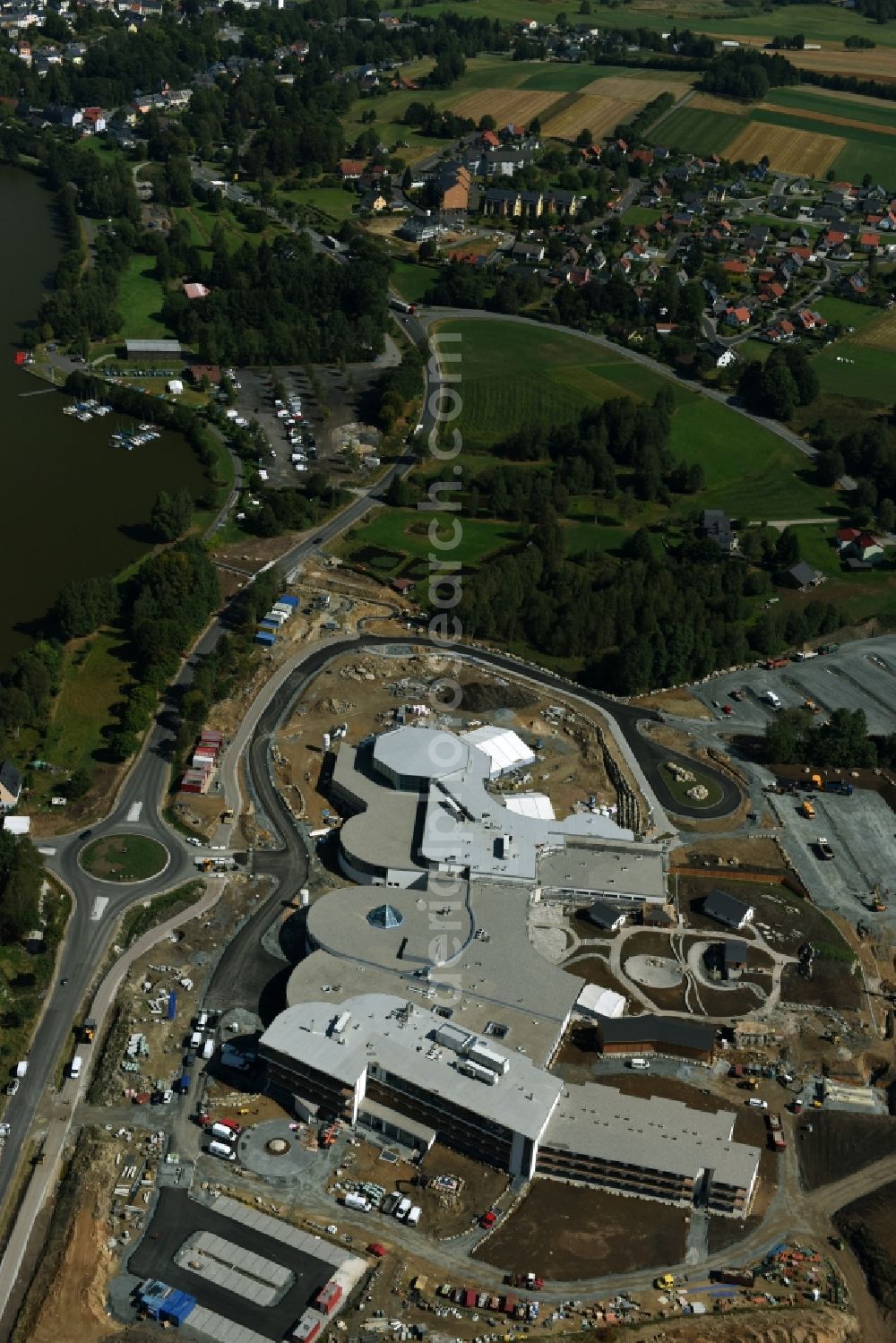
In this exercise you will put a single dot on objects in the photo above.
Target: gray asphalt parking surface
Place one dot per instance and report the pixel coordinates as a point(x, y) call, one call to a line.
point(177, 1217)
point(858, 676)
point(860, 831)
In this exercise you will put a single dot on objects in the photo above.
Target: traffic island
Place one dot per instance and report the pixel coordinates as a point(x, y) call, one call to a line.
point(124, 858)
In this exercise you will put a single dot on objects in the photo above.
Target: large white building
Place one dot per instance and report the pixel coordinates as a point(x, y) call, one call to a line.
point(421, 805)
point(382, 1061)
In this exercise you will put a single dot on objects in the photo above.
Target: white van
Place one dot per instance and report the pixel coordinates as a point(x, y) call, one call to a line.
point(223, 1151)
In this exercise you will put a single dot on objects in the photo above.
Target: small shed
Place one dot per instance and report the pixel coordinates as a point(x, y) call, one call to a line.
point(603, 915)
point(727, 909)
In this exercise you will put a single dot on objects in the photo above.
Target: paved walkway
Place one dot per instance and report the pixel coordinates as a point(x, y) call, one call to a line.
point(454, 314)
point(45, 1175)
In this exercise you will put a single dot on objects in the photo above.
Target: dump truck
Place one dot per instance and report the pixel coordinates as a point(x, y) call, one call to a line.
point(734, 1276)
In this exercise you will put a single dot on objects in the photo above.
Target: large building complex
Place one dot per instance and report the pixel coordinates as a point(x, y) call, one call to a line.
point(426, 1012)
point(421, 805)
point(495, 1104)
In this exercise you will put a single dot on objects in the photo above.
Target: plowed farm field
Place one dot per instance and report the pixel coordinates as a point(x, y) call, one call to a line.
point(591, 113)
point(506, 105)
point(880, 333)
point(643, 89)
point(834, 121)
point(834, 61)
point(788, 150)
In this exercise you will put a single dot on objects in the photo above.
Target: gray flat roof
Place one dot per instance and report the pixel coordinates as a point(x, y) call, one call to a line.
point(153, 347)
point(421, 753)
point(498, 970)
point(398, 1037)
point(651, 1132)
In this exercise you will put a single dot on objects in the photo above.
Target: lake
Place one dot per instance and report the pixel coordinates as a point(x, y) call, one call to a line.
point(72, 504)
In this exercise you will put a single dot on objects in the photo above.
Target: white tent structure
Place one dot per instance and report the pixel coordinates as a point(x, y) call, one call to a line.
point(504, 748)
point(600, 1003)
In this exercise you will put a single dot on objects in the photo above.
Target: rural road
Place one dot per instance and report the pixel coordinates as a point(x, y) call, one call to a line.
point(433, 316)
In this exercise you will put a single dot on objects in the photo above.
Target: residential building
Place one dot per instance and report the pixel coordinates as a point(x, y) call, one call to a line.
point(718, 527)
point(10, 786)
point(727, 909)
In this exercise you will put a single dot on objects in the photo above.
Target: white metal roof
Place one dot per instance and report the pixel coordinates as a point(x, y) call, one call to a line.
point(504, 748)
point(603, 1003)
point(530, 805)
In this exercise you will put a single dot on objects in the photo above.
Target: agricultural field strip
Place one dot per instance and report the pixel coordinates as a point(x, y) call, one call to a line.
point(834, 102)
point(788, 150)
point(807, 121)
point(597, 115)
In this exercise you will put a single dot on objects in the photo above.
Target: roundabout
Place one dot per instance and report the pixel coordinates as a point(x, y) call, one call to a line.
point(124, 858)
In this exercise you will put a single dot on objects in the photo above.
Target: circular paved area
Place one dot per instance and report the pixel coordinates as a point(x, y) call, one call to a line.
point(292, 1159)
point(654, 971)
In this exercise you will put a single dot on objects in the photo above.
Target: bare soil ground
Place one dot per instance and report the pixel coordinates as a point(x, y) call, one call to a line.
point(729, 853)
point(680, 702)
point(366, 691)
point(831, 985)
point(841, 1144)
point(869, 1225)
point(594, 970)
point(67, 1297)
point(185, 960)
point(568, 1232)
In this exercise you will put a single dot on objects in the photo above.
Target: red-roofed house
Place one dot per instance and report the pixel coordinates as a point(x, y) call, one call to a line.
point(351, 168)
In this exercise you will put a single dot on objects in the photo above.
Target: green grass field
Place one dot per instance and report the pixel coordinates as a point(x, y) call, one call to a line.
point(512, 374)
point(90, 686)
point(694, 131)
point(805, 99)
point(140, 298)
point(413, 280)
point(406, 530)
point(847, 368)
point(331, 201)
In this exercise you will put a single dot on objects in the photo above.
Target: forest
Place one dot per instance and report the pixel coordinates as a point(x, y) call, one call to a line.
point(284, 304)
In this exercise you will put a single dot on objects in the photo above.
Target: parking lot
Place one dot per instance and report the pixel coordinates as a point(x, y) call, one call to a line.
point(328, 406)
point(860, 831)
point(177, 1217)
point(857, 676)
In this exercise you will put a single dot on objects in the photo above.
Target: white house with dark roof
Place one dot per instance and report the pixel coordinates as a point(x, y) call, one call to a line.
point(10, 786)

---*---

» What is expected: Please give back exactly the lines of the listing above that run from the one containing "Target: circular paved area" through the one containing "Target: bare soil ground", and only those.

» Answer to this exercise:
Target: circular paved area
Place one dot per instance and report the pixel coordinates as a point(x, y) call, one call to a line.
point(292, 1159)
point(654, 971)
In this exercise you will put a single dot on objects in the photo above.
Target: bare soil ground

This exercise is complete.